# [WHAT YOU SHOULD DO]
Render every line of the listing below as a numbered list, skipping blank lines. Leave the pictures out of your answer.

# [DATA]

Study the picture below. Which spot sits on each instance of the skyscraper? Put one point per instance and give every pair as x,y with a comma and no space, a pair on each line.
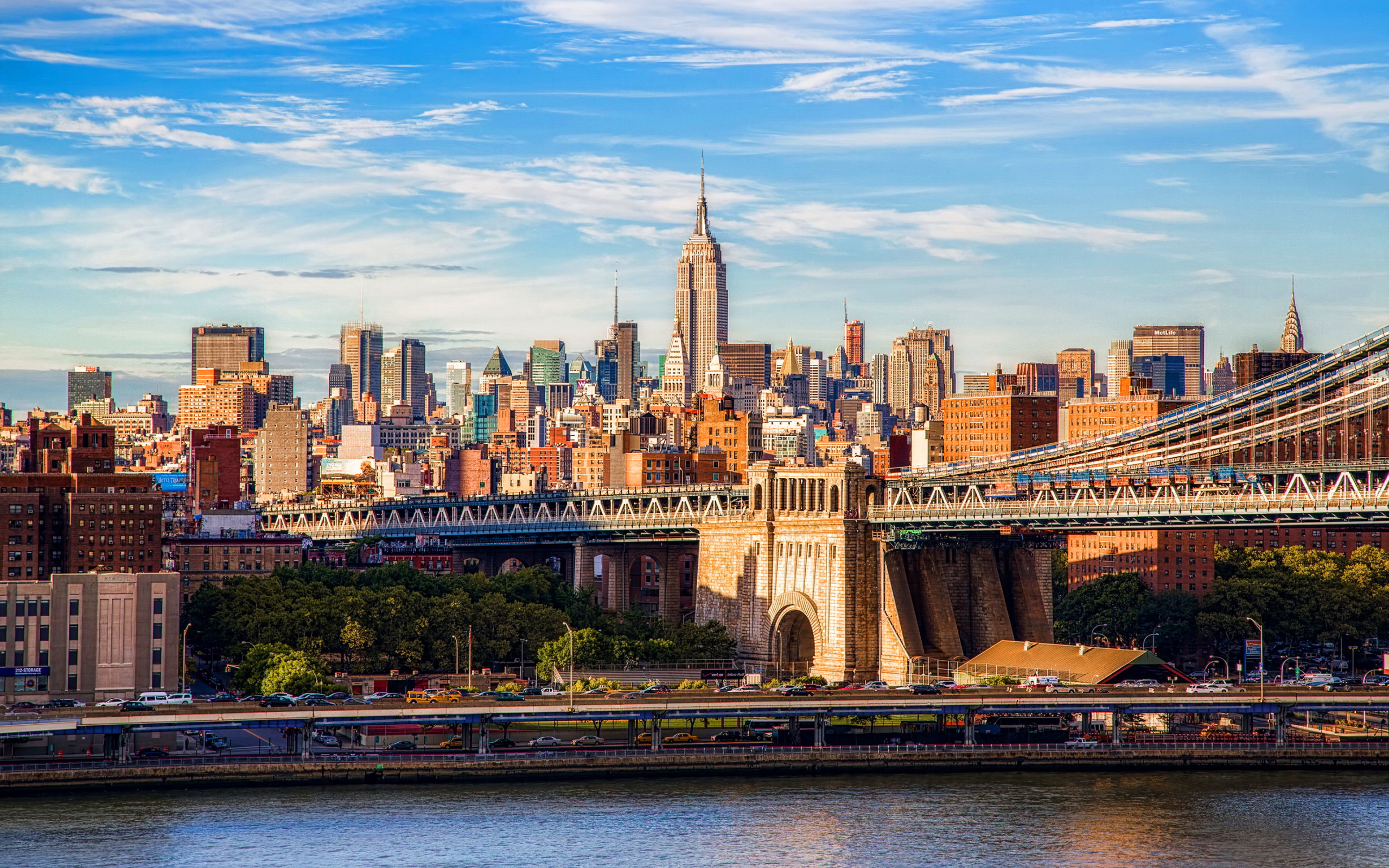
87,384
457,377
403,378
855,341
359,348
1292,341
702,291
1185,341
226,346
1117,365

# [OUTPUT OF THE TASK]
1. Study the picture below. Which spot sits on each instance of the skyscraper? Put one point per instance and give every pair as x,y with a comma and no space, a pair on each line.
2. 87,384
3. 457,377
4. 403,378
5. 855,341
6. 359,348
7. 1292,341
8. 702,291
9. 1185,341
10. 226,346
11. 1117,365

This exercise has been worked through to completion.